■ **作業の要件**
[a] 塾講師の資格についてのコラムのうち、「どんな授業計画やテキストを使」から始まり「いっても過言ではありません。」で終わる部分を、「教務運営」を「授業運営」に置き換えて書き直してください。
[b] 塾講師の資格についてのコラムによると、学校の先生になるには、まず何をする必要がありますか。
[c] 塾講師の資格についてのコラムを、最後の文の後から書き継いでください。

■ **対象の文章**
━━━━━━━━

再掲/【塾長コラム】質の向上は“先生づくり”から

 ≪塾講師≫という職種、実は、何の資格もいらない職業であることを皆さんはご存じでしょうか?

 弁護士をするのにも、医者として働くのにも国家試験をけて免許をとることが必要です。学校の先生をするためにも、大学で所定の課程を修めて先ずは教員免許をとることが必要です。人を裁いたり人間の命や子どもたちの将来にかかわる仕事をする者には、それなりの素養と必要最低限の知識や技量がなければならないという考え方からでしょう、社会の中で一般に“先生”とよばれる職業につく者には、国家がその資格認定をしているのがふつうです。

 しかし、≪塾講師≫は、特に資格を必要としていません
 それぞれの塾(会社)が、「この人は当塾の先生です」と認めている人が≪塾講師≫というものの正体です。もちろん、各塾とも指導の質を保つために先生として働いてもらう人のそれなりの基準をもうけていますが、多くの個人塾では、「私は今日から塾をはじめます。私は今日から先生です」と名のった人が≪塾講師≫になります。つまり、塾の先生というのは誰でもなれる職業なのです。

 もちろん、誰でもなれる職業だからといって、誰もが一人前の正しい≪塾講師≫であるとはかぎりませんが……。


 多くの子どもたちや保護者の方々は、キチンと専門の大学教育を受け、教員免許をとり、さらに難関の教員採用試験をくぐりぬけてきた優秀な人材であるはずの“学校の先生”の指導に何らかの不足を感じて学習塾の門をたたいてこられます。優秀な先生であってもウチの子にはあまり親切ではなさそうだ。ウチの子に対してもう少し熱心であれば成績も上がるはずなのに──とのお考えから『塾』にその環境を求められるという図式です。
 ですから、ほとんどの『塾』では、例外なく、子どもに対する“熱心さ”や“親切さ”をキャッチフレーズにして生徒募集をしています。

 一人ひとりの子どもに対して熱心に親切に指導するというマインドは、学習塾の運営にあたっては何より優先させるべきことですが、しかし、通塾する本人や保護者のかたの究極の目的が“成績をあげて志望校に合格すること”であるとすると、もう一つ見落としてはならない大事なものがあることに気づきます。


 ひとことで表すと『指導の中身』──具体的には、“カリキュラムと教材の内容”、“その子の進捗度を精密に測る単元テストのシステム”、そして何より、“授業の質と指導する先生の職能”です。

 どんな授業計画やテキストを使って指導するのが効果的か、生徒一人ひとりの成績の変化のディティールをいかに管理していくかは教務運営の肝にあたる部分なので、“中身”に責任を持ちたいと考えている塾ではどこも同様にそのノウハウの向上に懸命に努力しているはずです。当勉強クラブでも、四十年の教務運営の大半は、その見直しや改革の歴史だったといっても過言ではありません。

━━━━━━━━

■ **提供データ**
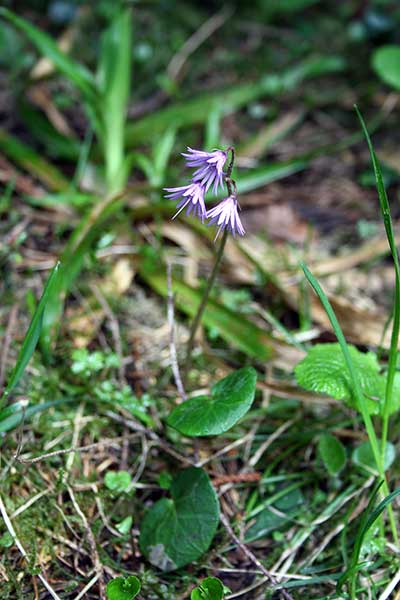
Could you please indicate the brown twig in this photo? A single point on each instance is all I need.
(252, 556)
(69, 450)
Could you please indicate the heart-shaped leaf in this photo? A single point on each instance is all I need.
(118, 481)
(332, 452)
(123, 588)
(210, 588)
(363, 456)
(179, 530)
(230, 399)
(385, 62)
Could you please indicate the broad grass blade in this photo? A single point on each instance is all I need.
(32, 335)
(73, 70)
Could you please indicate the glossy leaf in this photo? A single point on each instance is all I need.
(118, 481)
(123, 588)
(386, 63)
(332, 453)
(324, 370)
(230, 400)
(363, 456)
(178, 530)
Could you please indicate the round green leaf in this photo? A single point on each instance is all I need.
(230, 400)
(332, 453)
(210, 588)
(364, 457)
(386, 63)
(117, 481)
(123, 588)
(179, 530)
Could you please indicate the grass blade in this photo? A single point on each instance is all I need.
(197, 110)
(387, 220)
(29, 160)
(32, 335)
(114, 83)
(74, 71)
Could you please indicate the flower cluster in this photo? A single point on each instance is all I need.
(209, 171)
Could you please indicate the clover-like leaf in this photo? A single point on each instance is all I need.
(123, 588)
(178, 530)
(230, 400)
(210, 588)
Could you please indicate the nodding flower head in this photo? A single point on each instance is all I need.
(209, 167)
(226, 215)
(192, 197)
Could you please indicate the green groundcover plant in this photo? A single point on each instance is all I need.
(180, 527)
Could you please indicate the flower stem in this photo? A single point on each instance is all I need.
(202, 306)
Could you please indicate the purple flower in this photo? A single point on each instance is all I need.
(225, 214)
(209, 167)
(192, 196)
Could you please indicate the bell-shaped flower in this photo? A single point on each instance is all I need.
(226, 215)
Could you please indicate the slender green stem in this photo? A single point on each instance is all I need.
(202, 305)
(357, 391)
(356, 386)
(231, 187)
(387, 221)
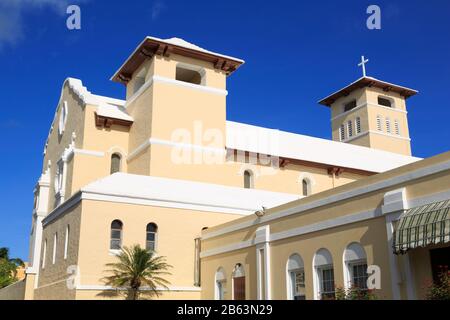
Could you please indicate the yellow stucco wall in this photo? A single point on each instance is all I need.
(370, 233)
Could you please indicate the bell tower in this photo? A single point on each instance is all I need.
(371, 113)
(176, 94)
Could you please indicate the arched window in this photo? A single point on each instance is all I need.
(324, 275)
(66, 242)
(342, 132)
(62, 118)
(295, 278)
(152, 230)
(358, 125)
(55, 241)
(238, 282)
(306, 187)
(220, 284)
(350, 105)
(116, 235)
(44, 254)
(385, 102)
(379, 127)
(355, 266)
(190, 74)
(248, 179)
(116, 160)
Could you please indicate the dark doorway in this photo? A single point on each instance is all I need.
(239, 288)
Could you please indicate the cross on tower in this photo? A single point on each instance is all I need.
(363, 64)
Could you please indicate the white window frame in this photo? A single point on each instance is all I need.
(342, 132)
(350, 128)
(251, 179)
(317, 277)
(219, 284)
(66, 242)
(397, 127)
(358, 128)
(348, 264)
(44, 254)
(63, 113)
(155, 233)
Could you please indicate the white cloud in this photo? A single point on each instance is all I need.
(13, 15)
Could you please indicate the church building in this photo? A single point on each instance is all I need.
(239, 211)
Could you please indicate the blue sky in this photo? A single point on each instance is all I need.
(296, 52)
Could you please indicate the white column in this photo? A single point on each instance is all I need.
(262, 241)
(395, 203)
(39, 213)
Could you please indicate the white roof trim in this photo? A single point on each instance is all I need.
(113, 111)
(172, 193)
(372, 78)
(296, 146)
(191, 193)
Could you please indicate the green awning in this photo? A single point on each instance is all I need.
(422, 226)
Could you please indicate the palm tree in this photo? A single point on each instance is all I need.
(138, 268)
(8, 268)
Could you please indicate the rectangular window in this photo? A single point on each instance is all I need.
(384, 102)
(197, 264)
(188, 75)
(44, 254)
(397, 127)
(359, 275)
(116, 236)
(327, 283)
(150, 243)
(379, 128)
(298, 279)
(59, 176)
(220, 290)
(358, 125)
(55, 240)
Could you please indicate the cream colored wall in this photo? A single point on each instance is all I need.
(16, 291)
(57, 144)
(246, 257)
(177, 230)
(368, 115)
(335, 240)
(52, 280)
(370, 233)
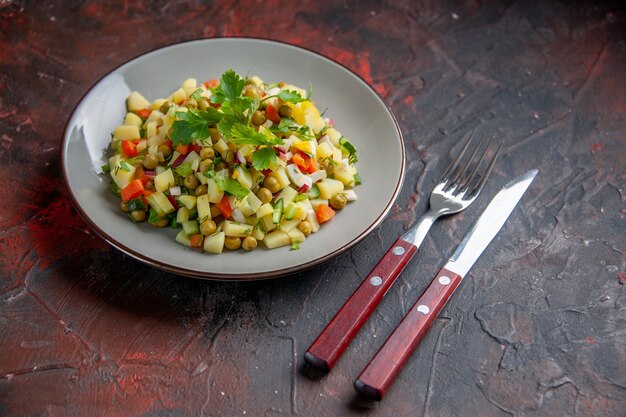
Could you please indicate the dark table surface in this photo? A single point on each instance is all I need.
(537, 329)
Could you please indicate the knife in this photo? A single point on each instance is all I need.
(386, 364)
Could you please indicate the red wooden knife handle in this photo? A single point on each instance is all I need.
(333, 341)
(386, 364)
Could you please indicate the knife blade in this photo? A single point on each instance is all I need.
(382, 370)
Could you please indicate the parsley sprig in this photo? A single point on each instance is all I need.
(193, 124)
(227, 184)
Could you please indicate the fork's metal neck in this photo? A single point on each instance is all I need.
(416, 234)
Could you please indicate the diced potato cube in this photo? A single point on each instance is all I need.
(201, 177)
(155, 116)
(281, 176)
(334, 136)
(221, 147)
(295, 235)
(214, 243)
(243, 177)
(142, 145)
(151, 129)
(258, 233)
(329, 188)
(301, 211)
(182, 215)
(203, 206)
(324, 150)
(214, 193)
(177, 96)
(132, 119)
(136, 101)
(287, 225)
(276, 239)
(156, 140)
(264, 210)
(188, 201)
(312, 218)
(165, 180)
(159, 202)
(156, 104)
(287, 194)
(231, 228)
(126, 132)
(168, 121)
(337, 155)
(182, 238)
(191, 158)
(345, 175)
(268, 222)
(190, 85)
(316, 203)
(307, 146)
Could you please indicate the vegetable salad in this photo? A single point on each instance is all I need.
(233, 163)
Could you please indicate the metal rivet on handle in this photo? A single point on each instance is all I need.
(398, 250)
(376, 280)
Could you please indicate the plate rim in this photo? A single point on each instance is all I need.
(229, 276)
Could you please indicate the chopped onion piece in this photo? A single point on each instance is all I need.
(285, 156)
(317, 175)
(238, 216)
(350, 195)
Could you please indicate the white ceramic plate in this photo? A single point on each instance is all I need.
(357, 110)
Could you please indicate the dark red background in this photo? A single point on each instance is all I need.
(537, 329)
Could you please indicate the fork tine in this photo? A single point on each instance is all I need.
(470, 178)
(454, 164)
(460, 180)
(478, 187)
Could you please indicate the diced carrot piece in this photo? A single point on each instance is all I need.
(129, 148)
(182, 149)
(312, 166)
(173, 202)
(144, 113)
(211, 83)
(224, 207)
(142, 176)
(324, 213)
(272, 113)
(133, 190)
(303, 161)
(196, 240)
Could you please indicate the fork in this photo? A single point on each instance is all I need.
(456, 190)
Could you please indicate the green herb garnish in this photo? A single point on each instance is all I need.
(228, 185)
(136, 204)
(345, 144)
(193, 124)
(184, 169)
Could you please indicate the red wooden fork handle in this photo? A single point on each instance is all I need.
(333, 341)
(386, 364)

━━━━━━━━

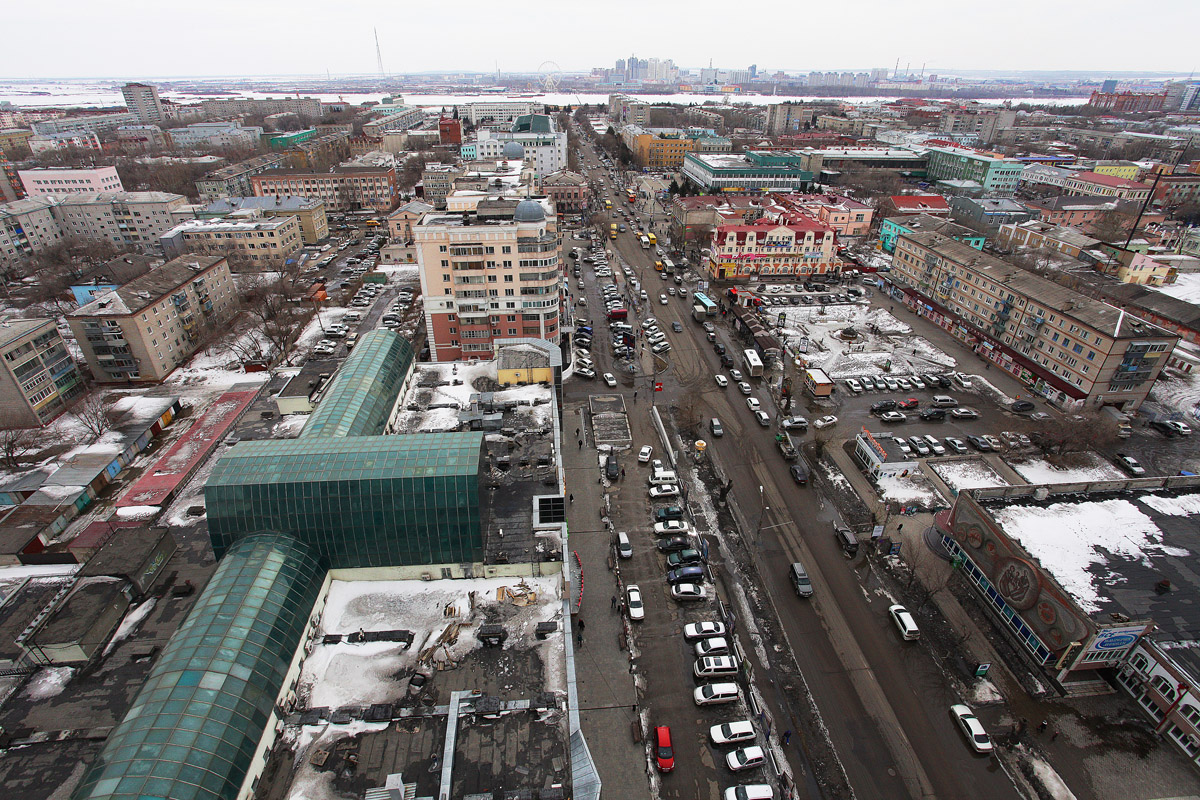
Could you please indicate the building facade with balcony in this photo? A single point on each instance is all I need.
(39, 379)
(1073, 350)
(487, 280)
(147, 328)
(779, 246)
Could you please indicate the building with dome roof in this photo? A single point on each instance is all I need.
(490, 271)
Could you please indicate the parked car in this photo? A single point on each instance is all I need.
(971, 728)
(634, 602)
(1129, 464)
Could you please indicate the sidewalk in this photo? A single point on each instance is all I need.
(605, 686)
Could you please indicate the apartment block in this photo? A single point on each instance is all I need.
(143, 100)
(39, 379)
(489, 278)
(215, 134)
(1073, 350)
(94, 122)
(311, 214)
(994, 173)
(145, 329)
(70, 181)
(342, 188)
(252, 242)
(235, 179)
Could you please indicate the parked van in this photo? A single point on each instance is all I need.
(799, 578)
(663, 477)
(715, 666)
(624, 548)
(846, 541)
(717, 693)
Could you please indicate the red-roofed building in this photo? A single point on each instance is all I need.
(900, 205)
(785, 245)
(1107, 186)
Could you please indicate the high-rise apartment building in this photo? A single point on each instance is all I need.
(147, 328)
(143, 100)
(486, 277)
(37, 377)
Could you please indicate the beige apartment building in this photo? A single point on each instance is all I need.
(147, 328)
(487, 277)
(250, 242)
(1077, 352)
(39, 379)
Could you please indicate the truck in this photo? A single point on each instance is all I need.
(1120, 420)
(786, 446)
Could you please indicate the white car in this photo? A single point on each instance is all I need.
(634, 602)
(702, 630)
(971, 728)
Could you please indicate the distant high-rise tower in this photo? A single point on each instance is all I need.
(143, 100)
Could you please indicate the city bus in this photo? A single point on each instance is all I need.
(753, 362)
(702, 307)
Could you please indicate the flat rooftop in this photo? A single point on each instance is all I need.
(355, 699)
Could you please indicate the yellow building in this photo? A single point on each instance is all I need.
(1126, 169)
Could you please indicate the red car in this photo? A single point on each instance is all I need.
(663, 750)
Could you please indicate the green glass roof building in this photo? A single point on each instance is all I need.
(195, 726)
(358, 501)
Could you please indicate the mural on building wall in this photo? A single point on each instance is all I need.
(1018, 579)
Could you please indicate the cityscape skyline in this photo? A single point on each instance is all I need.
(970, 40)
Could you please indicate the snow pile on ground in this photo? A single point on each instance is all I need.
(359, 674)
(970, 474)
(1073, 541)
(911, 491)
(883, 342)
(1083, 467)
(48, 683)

━━━━━━━━

■ **課題別の解答**
[a]
どんな授業計画やテキストを使って指導するのが効果的か、生徒一人ひとりの成績の変化のディティールをいかに管理していくかは授業運営の肝にあたる部分なので、“中身”に責任を持ちたいと考えている塾ではどこも同様にそのノウハウの向上に懸命に努力しているはずです。当勉強クラブでも、四十年の授業運営の大半は、その見直しや改革の歴史だったといっても過言ではありません。

[b] 大学で所定の課程を修めて、教員免許をとる必要があります。

[c]
 難しいのは、やはり、“授業の質”にストレートに影響する“先生のスキル”の問題です。

                            

 勉強クラブで塾長職にある私には、講師採用係という仕事があります。講師募集に応募してこられる先生は、年にだいたい三、四十人くらいになりますが、キャリアや職能は実に多様で、採用業務はつくづく難しい仕事です。
 どこが難しいかというと、やはり、塾講師という職業がもともと≪無資格の職種≫であるという点に収斂されます。

 当塾では、新採用の講師要件に免許の有無は問うていません。『大学卒業(または来春卒業見込み)/35歳くらいまで』との条件のみ明記しています。
 面接時には、その先生の専門の指導科目による“模擬授業”を必ず行います。塾長や勉クラの若い先生たちが中学生や小学生役を演じ、その前で授業をしてもらうという採用試験です。

 卒業間もない新人には、入社後の研修で成長してもらうことが前提ですから、少し甘めの評価をします。指導経験のある先生には、どうしてもやや厳しい見立てになりますが、中にはこれはひどいという先生もいます。

 個別指導塾でのキャリア12年のA先生の授業は、ときどき「これはよく入試に出るぞ。しっかり覚えておくように」という定番セリフをはさみながら、テキストにある一問一答形式の答え合わせばかりを延々としていく単調な授業。試しに「どうしてそういう答えになるんですか?」と質問したとたん、教壇で立ち尽くしてしまいました。個別指導塾では、模範解答を片手に問題集を塾生にやらせていくだけというパターンが多く、ただ答えを言ってあげるだけで、内容をしっかり説明するという指導のイロハを研鑽できなかったようです。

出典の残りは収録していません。